**THE PROBLEM**
Transcribe the tail of the listing: start at the line containing "Target: yellow reflective stripe" and stop after the last line, keeping every character as is and adding nothing.

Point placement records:
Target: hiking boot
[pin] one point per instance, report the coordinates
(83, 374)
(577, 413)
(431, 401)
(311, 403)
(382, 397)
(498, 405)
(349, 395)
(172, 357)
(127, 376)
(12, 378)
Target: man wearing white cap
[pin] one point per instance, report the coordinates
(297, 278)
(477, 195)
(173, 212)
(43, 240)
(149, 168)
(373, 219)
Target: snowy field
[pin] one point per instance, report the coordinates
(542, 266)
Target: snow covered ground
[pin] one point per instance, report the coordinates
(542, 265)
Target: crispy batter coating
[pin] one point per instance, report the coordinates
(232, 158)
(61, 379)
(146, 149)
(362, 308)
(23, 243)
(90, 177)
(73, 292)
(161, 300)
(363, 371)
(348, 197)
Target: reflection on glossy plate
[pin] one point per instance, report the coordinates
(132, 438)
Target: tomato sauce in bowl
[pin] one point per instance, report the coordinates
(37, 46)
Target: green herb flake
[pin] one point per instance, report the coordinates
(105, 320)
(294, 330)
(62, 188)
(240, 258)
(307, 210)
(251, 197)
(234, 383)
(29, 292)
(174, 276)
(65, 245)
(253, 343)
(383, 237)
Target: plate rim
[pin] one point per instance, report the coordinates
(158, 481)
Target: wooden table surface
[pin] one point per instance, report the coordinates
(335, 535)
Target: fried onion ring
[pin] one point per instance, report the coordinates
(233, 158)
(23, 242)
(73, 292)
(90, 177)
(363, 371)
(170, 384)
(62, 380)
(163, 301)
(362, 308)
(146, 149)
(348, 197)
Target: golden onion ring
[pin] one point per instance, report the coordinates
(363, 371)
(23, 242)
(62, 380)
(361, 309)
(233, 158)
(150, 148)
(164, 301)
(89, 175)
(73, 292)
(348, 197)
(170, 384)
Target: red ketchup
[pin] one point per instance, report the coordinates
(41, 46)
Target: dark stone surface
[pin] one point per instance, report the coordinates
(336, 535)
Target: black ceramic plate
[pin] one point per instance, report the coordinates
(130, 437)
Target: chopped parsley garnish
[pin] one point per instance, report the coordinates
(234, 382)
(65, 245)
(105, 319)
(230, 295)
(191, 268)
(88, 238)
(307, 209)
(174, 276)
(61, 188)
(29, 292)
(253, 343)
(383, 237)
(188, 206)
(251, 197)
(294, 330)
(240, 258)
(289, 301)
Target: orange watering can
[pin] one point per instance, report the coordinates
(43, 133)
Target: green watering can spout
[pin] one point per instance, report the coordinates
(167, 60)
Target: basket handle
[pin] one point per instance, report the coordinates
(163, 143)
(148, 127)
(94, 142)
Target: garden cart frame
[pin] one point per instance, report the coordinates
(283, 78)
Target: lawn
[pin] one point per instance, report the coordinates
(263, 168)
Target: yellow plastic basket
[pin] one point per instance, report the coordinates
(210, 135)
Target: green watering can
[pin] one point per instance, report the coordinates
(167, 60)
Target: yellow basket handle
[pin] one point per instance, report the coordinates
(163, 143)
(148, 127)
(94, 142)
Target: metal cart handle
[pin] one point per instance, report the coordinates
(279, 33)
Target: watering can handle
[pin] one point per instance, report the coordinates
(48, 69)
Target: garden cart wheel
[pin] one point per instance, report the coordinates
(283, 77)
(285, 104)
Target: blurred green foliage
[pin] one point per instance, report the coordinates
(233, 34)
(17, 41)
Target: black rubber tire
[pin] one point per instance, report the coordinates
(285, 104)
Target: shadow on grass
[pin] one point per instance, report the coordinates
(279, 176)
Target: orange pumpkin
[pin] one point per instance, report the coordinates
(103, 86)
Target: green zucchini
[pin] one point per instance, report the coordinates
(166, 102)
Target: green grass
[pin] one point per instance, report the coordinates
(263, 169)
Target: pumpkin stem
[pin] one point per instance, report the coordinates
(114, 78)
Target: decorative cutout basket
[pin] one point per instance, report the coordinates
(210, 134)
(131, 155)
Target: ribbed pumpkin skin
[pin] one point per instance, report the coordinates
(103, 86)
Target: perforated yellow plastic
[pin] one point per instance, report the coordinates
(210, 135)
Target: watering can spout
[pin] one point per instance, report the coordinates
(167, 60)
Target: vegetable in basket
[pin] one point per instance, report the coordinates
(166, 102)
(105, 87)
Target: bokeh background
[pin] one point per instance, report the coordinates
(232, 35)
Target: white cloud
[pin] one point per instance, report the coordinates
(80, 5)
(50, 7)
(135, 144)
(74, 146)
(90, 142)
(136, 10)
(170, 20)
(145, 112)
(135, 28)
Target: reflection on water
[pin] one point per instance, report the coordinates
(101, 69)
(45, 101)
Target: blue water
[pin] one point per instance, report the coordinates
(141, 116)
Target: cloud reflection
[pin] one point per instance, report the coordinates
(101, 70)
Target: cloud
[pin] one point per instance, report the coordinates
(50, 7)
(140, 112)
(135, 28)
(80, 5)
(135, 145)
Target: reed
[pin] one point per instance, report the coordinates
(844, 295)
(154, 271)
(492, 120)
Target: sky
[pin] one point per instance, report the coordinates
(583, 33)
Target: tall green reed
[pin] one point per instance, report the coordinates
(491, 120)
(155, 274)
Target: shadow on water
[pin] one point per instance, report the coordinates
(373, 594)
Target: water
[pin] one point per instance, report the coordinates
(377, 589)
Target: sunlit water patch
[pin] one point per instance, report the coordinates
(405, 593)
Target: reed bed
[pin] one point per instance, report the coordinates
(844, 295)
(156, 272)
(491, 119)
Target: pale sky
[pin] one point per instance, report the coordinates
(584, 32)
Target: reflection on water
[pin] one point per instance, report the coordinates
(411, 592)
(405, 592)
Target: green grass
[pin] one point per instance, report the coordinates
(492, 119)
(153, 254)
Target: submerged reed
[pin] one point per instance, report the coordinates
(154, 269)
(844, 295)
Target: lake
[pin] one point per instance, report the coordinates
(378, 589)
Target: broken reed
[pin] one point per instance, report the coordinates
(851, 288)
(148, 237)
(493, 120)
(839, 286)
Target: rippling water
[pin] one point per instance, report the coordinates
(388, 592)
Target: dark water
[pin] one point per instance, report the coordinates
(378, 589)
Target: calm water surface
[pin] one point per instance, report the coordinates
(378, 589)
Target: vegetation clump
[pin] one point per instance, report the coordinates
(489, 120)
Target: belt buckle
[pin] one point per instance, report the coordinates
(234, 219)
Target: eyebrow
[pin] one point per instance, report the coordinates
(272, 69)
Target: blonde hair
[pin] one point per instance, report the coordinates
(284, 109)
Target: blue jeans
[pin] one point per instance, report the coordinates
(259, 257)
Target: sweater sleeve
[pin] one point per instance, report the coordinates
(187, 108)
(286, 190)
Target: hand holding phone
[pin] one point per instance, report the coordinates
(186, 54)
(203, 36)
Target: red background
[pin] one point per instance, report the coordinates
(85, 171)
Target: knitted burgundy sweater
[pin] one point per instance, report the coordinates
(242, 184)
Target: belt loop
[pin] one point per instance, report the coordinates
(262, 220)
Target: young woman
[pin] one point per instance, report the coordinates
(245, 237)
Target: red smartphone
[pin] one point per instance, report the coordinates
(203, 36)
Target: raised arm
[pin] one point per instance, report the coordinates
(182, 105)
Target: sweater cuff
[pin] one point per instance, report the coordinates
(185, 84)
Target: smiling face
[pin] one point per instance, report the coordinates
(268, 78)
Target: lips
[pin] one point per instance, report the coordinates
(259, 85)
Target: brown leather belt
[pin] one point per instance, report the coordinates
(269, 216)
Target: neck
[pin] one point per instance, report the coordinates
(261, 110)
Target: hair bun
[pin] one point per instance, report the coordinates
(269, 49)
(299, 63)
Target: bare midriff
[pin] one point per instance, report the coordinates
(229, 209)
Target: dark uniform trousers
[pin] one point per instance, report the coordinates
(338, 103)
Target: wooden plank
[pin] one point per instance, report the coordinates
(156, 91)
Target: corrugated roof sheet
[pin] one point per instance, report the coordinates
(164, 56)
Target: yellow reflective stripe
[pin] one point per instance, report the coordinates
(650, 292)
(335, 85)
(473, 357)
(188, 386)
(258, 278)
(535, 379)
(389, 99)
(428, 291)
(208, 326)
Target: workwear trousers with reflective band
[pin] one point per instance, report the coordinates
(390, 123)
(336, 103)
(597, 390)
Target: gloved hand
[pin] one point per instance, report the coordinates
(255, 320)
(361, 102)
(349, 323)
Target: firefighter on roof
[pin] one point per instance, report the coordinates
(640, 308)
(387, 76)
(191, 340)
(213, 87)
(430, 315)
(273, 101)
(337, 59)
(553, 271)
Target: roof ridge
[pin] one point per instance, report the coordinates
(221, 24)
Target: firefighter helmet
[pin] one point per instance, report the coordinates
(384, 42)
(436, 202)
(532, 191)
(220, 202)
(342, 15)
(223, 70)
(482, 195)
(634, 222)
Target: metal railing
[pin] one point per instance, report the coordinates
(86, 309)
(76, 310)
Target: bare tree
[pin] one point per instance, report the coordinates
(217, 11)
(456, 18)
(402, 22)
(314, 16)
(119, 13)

**RESULT FOR THIS EXERCISE**
Target: yellow reflective stripe
[pin] one point per instance, report the coordinates
(650, 292)
(335, 85)
(473, 357)
(188, 386)
(258, 278)
(535, 379)
(389, 99)
(428, 291)
(208, 326)
Target: workwear trousers with reflective band
[pin] one point per instance, report the coordinates
(390, 123)
(336, 103)
(597, 390)
Target: gloved hand
[pin] one point per instance, report the coordinates
(255, 320)
(361, 102)
(349, 323)
Target: firefighter on roof
[pin] one point per instance, report the coordinates
(640, 308)
(387, 76)
(191, 340)
(213, 87)
(430, 315)
(273, 101)
(337, 59)
(553, 271)
Target: roof ridge
[pin] one point per instance, report the coordinates
(221, 24)
Target: firefighter helmet
[pin] one point per instance, report the coordinates
(384, 42)
(436, 202)
(532, 191)
(220, 202)
(342, 15)
(223, 70)
(482, 195)
(634, 222)
Target: metal railing
[pin] one point per instance, report the coordinates
(86, 309)
(76, 310)
Target: bare tree
[pin] one point per instance, report the coordinates
(217, 11)
(456, 18)
(402, 22)
(314, 16)
(119, 13)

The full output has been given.